**Given request**
Copy the nail grinder thread from "Regarding the actual" to "in a pinch.", replacing "craft store" with "hobby shop".

**Passage given**
* Start *
I ordered a soft paws nail grinder. Does anyone have experience with this brand or other similar products? Any advice about how to use the nail grinders?

Thanks!

- Nikki


----------



## krandall (Jun 11, 2009)

I use a normal Dremel grinder. I think they work MUCH better than the "pet" ones. I made some videos for the HF people on trimming feet and nails with the Dremel if it helps:


----------



## mudpuppymama (Mar 24, 2012)

I use a regular Dremel from the hardware store. The pet ones I tried all looked like cheap pieces of junk.


----------



## Yadi (Jan 12, 2020)

Thank you for the videos and tips. I already ordered the pet nail grinder. If it does not work well, I’ll try a dremel from hardware store. I am new to pet nail grinding and I had seen dremels mentioned on the forum. I thought pet nail grinders and Dremels were actually the same thing. Thanks for clearing that up for me ! 😊👍🏽


----------



## EvaE1izabeth (Nov 14, 2017)

Regarding the actual Dremel brand, not just any rotary tool: The pet dremel and the “real” dremel are the same thing in a way, but it’s like the difference between one at the craft store and one from the hardware store. I have a stylus type dremel I love because it’s light and small and I use it all of the time. Just a couple of weeks ago I cut a cord slot in a desk and the little dremel never could have handled that. But, I had to hold the full sized dremel upside down in a cramped space for quite a while and even though it was faster, it was heavy and it was tiring. They each have their place. The “pet dremel” is actually somewhere between the the two as far as specs. I don’t remember how much it cost, but the Dremel brand grinder I bought is pretty good quality, good enough I could probably use it for other things in a pinch.
* End *
**Data excerpts**
* Start *
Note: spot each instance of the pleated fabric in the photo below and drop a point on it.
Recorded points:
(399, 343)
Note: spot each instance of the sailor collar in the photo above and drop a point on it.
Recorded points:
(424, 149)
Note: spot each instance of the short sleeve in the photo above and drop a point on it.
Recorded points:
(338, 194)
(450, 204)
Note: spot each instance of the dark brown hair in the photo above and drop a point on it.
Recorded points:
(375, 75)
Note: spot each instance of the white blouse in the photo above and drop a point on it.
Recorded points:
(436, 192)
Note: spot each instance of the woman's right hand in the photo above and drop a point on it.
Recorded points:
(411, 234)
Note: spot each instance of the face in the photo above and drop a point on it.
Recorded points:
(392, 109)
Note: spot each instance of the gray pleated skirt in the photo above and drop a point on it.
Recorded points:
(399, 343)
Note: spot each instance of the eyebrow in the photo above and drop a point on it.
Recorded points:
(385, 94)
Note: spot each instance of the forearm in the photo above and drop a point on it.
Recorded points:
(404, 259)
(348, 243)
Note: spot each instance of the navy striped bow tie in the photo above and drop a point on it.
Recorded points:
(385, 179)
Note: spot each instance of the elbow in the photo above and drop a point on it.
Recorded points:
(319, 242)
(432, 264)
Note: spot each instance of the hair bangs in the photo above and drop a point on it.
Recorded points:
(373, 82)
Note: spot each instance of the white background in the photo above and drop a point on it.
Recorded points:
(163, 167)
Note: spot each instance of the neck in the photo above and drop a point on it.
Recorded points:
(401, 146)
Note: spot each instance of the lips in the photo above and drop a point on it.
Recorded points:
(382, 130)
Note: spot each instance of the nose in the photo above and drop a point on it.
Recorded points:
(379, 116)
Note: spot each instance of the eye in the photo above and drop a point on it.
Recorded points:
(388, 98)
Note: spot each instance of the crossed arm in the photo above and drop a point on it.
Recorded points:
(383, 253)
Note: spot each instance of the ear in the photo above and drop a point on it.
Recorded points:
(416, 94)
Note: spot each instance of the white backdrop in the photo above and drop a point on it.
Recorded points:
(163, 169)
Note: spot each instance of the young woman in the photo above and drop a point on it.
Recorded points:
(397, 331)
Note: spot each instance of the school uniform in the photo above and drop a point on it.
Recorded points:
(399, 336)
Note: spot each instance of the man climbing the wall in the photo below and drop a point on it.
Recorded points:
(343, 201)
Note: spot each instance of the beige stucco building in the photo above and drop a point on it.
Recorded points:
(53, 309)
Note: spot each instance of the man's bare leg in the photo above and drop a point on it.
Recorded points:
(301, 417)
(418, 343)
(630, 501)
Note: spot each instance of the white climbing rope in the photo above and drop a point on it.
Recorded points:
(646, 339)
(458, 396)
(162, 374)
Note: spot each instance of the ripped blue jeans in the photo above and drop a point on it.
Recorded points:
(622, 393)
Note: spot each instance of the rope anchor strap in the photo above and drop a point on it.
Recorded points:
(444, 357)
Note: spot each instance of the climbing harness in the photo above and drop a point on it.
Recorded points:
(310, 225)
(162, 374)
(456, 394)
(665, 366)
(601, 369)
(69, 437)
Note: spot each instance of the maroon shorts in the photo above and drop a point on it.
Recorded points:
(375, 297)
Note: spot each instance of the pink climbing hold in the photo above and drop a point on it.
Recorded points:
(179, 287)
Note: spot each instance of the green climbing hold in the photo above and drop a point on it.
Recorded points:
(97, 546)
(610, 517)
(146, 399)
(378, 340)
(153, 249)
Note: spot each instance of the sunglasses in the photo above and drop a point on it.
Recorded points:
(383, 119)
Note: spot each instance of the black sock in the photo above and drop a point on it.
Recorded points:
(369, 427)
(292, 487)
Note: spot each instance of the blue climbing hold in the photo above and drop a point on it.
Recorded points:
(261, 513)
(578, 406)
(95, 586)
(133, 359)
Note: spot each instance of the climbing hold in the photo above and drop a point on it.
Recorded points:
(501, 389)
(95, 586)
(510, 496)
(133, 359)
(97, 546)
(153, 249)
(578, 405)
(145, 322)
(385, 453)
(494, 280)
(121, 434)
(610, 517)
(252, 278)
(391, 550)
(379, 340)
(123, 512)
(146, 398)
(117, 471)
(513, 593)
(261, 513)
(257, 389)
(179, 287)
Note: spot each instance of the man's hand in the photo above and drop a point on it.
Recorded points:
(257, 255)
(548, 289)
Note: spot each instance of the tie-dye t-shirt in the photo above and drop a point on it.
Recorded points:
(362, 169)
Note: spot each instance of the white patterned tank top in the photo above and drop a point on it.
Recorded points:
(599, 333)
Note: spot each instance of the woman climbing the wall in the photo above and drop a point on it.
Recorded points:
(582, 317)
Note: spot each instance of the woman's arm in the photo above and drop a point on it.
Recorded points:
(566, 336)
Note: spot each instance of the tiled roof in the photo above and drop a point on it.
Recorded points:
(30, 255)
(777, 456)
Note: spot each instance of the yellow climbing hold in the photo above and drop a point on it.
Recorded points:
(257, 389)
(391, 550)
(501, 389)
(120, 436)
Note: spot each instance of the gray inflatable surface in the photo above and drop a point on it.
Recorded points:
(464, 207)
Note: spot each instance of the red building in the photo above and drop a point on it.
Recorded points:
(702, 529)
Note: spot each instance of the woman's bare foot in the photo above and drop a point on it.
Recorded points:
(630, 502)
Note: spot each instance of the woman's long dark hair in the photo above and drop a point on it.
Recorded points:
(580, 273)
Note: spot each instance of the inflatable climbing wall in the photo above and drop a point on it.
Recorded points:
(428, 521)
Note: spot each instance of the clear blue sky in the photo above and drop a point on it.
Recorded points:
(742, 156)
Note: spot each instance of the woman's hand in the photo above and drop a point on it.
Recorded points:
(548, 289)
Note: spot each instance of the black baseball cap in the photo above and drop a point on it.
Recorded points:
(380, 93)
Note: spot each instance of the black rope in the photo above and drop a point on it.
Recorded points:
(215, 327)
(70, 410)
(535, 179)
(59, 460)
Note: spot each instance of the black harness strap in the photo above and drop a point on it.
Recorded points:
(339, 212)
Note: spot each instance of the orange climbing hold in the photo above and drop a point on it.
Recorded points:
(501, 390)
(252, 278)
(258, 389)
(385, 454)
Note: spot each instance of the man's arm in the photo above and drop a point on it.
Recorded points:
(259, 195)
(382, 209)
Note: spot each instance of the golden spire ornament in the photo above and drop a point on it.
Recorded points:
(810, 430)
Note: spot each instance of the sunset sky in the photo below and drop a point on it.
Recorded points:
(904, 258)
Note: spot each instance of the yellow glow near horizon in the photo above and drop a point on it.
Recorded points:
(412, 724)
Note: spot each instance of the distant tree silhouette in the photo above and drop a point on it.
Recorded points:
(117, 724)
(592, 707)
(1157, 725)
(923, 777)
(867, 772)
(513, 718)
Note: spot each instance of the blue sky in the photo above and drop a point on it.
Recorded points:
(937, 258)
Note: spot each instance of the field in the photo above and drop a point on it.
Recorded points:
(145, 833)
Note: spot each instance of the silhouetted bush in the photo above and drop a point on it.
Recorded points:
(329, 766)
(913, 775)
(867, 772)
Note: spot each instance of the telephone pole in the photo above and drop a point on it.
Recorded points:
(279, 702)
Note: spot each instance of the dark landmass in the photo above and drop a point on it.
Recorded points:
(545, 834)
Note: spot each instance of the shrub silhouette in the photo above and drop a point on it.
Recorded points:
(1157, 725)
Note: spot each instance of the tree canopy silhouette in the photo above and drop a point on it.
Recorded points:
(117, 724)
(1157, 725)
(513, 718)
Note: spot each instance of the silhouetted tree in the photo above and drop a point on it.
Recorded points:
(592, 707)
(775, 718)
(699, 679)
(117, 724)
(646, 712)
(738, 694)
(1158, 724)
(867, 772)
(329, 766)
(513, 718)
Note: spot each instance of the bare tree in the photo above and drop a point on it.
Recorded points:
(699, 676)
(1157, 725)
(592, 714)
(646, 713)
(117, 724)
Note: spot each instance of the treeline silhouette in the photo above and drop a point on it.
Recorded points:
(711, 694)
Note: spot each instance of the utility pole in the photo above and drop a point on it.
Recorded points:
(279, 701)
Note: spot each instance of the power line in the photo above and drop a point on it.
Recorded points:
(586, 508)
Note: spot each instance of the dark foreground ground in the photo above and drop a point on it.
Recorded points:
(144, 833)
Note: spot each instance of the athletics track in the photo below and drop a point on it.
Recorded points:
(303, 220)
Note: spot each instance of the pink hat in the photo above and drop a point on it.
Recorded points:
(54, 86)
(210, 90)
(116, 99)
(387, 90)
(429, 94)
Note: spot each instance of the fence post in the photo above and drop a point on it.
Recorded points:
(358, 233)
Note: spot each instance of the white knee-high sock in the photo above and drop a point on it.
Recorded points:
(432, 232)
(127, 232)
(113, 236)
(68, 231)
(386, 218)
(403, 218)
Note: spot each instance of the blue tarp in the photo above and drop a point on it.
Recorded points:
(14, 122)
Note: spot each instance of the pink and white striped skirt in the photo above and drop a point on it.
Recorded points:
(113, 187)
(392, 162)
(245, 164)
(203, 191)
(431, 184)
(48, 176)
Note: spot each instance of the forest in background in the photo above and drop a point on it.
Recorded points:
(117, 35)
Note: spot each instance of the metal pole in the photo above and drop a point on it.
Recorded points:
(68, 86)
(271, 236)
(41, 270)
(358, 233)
* End *
**Task solution**
Regarding the actual Dremel brand, not just any rotary tool: The pet dremel and the “real” dremel are the same thing in a way, but it’s like the difference between one at the hobby shop and one from the hardware store. I have a stylus type dremel I love because it’s light and small and I use it all of the time. Just a couple of weeks ago I cut a cord slot in a desk and the little dremel never could have handled that. But, I had to hold the full sized dremel upside down in a cramped space for quite a while and even though it was faster, it was heavy and it was tiring. They each have their place. The “pet dremel” is actually somewhere between the the two as far as specs. I don’t remember how much it cost, but the Dremel brand grinder I bought is pretty good quality, good enough I could probably use it for other things in a pinch.